» **WHAT TO WORK ON**
Pull out every line of the listing below that contains the word "Return", and copy each one over.

» **MATERIAL SHOWN**
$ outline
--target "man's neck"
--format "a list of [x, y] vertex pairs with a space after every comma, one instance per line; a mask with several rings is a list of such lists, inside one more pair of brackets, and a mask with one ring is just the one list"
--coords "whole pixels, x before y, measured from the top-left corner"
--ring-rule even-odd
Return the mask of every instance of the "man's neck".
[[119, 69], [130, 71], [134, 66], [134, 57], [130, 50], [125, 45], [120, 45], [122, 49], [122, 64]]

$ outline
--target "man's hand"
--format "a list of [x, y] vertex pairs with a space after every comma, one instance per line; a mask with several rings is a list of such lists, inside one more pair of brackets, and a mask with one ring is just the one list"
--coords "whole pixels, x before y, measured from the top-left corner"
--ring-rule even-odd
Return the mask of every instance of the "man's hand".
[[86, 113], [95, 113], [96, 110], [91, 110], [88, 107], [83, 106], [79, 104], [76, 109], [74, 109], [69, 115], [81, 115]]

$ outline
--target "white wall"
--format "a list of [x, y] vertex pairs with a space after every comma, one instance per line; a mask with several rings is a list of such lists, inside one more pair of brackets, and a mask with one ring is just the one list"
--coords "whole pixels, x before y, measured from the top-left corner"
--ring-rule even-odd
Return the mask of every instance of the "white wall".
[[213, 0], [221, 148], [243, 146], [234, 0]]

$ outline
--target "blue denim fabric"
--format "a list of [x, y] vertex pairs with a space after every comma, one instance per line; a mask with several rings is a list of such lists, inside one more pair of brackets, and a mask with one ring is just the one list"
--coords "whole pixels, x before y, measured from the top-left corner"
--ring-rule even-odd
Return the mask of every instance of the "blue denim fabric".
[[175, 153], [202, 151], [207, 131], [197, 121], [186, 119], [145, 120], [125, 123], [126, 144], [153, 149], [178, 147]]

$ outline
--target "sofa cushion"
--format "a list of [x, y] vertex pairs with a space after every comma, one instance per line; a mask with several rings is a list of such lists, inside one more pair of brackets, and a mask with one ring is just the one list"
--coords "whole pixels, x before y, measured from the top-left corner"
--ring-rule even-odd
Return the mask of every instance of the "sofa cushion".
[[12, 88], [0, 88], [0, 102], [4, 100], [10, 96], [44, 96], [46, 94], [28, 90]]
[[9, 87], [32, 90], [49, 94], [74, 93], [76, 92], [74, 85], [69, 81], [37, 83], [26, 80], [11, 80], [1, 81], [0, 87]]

--

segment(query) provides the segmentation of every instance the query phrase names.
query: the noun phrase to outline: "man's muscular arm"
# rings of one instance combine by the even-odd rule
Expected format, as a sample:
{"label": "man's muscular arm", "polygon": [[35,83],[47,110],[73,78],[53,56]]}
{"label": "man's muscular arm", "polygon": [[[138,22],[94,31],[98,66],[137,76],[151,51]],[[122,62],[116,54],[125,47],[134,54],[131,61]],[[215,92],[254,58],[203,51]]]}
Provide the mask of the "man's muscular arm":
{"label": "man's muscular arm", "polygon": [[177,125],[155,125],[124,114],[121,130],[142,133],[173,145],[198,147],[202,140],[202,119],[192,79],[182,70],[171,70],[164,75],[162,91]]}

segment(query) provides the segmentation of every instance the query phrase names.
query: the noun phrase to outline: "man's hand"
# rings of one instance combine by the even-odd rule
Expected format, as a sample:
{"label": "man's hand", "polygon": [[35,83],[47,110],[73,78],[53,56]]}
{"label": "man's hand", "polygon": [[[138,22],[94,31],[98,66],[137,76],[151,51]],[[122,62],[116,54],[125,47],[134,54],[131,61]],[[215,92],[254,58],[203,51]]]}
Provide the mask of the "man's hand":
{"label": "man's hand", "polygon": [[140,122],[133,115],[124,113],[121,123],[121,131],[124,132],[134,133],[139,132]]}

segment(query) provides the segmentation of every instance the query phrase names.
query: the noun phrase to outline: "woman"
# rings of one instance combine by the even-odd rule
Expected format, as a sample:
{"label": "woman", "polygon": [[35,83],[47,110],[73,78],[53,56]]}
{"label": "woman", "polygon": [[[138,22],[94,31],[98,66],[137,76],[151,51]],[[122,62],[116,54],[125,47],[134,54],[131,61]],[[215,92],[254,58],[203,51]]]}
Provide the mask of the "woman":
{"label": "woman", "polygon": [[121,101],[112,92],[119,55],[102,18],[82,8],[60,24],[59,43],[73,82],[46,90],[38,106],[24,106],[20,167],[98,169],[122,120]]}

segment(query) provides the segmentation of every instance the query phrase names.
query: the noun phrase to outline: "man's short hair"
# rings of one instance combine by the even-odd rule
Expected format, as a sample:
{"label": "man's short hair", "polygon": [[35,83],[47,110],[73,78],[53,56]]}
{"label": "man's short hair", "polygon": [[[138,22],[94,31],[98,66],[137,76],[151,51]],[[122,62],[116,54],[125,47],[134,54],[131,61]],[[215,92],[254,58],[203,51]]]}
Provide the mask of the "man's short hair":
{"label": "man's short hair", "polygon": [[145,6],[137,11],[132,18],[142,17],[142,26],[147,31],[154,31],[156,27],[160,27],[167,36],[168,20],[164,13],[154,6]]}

» **OUTPUT OF THE TASK**
Return the mask of every instance of the "man's neck".
Return the mask of every instance of the "man's hand".
Return the mask of every instance of the "white wall".
Return the mask of every instance of the "blue denim fabric".
Return the mask of every instance of the "sofa cushion".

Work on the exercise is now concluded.